Write out each of the rows below line for line, without changing anything, and leave the pictures out.

****

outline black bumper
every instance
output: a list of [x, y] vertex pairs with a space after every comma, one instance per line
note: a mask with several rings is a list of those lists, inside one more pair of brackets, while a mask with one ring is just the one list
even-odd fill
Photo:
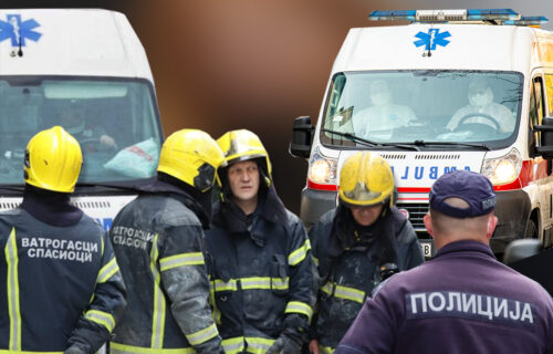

****

→ COMPLETED EXERCISE:
outline black bumper
every instance
output: a list of [x, y] vertex pairs with a space after every comma, one instance per line
note: a mask with several rings is a list of those lists, inside one more pair of brackets, while a mask with one ring is just the one list
even-odd fill
Photo:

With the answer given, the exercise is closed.